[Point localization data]
*** Begin section ***

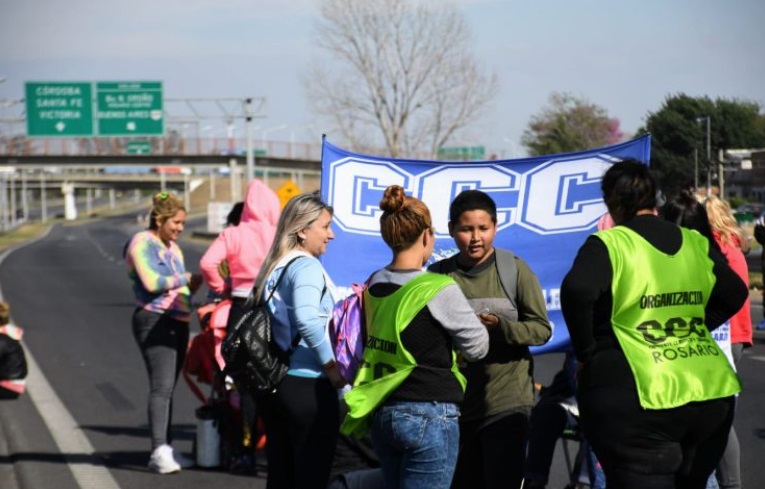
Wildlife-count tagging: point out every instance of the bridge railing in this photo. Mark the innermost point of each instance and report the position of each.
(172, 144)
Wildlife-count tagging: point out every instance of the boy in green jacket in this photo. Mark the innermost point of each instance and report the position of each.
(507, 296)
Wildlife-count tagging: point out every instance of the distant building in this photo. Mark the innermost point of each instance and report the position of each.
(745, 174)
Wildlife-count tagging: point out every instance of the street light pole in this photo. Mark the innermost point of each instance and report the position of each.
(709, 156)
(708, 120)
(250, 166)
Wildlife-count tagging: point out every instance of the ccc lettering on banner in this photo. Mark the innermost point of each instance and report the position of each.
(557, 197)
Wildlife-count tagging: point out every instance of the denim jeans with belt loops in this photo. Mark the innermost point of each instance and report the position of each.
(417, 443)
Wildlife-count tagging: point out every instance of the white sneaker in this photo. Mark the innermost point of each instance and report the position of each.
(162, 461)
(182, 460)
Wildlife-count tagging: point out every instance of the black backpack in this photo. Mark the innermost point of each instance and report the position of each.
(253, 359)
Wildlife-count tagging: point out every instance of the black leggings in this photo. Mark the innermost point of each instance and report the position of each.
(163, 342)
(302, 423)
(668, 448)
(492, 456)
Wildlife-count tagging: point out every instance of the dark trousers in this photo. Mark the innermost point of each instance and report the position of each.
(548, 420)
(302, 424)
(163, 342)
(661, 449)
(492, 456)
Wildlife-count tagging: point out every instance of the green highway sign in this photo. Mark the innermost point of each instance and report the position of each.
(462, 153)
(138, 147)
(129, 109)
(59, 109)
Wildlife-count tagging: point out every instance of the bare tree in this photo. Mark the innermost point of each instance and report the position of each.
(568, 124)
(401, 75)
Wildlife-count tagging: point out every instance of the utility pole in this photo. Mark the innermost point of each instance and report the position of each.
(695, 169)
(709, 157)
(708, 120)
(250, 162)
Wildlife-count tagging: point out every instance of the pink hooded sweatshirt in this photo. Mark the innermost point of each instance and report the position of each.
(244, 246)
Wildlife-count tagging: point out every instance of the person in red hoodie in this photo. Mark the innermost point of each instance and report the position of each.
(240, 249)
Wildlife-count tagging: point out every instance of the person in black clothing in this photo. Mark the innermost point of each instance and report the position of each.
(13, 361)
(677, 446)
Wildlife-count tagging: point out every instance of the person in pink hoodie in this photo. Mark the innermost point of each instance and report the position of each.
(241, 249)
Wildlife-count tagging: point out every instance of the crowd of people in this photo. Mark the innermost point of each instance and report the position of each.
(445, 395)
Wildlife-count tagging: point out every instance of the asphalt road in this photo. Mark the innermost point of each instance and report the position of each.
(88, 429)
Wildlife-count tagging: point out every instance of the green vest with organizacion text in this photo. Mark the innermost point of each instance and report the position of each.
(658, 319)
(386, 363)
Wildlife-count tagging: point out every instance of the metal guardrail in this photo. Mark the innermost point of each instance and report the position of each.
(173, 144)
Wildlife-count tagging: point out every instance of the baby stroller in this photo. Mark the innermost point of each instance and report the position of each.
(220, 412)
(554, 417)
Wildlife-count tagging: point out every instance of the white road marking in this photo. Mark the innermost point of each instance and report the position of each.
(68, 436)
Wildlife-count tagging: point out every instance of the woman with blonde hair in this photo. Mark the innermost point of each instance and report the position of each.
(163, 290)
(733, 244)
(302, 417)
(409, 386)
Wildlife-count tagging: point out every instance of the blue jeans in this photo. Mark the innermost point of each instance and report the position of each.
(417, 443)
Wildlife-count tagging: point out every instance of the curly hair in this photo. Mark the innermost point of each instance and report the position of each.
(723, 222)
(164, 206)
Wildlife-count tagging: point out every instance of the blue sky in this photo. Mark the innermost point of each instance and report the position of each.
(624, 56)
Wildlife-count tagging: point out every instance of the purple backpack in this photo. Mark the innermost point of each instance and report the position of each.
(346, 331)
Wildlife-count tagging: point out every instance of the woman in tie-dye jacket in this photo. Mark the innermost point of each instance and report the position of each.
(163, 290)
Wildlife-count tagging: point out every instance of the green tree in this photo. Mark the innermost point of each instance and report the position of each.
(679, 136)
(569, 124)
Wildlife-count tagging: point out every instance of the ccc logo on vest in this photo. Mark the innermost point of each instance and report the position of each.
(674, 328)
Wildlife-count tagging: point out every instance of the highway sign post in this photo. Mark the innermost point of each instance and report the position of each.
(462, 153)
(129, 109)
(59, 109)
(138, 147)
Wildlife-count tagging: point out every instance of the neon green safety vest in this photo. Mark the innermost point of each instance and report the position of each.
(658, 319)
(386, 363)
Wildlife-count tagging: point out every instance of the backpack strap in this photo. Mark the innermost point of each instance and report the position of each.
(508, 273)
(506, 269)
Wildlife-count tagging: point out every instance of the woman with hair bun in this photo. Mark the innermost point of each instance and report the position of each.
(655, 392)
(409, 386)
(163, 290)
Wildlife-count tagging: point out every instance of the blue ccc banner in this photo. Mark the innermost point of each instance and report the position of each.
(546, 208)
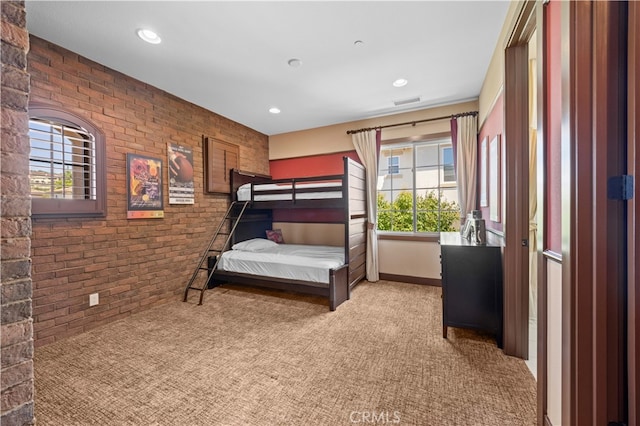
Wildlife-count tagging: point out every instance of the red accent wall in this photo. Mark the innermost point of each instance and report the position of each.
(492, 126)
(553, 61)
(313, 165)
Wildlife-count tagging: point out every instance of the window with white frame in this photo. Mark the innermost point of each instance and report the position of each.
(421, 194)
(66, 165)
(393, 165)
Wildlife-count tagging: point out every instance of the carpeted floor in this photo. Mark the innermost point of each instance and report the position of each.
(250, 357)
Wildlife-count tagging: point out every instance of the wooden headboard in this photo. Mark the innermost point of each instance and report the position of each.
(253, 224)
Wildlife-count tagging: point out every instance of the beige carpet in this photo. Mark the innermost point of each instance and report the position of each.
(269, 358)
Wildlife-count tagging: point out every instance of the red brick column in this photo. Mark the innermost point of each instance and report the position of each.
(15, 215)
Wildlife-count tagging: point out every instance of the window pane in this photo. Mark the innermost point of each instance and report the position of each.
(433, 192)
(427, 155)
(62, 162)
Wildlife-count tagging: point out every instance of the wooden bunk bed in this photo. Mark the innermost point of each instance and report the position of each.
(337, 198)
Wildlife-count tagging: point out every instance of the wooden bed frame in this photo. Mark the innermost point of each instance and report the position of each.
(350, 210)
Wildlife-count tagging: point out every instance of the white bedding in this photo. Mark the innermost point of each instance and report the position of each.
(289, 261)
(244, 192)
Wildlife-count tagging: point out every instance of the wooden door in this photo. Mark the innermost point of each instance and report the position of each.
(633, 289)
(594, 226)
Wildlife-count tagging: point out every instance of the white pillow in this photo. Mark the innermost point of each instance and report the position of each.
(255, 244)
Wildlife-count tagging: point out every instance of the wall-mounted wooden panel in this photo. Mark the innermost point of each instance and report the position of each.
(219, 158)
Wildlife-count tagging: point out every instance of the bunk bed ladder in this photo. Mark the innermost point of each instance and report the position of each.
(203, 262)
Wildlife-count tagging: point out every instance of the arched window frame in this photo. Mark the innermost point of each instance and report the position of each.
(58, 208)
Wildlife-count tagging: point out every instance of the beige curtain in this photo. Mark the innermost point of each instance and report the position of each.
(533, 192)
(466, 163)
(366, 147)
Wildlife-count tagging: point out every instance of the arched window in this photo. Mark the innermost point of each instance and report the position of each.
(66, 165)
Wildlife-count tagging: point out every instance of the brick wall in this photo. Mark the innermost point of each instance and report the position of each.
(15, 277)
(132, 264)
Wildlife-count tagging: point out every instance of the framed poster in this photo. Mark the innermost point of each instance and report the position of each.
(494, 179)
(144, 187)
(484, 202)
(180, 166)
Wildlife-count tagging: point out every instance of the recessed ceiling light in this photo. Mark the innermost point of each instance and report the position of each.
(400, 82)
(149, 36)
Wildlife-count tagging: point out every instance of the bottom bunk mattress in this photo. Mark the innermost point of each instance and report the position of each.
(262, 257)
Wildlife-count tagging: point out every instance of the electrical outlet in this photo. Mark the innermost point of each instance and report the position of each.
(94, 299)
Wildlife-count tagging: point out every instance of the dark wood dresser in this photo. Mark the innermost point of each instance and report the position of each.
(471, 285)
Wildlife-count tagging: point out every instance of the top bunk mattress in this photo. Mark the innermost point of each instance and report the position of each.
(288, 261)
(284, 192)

*** End section ***

§ PROBLEM DETAILS
Once the line with "the dark wood" is found, transcribe it and each line after it through the final line of the entries, exactly and only.

§ EXERCISE SOLUTION
Wildlife-count tagging: point out every instance of the dark wood dresser in this photo. Mark the innermost point of each instance and report the position of each.
(471, 285)
Wildlife-count tagging: point out every instance of the top bunk mattress in this photo. Mark the innermost point of each instance and report the position of each.
(288, 261)
(284, 192)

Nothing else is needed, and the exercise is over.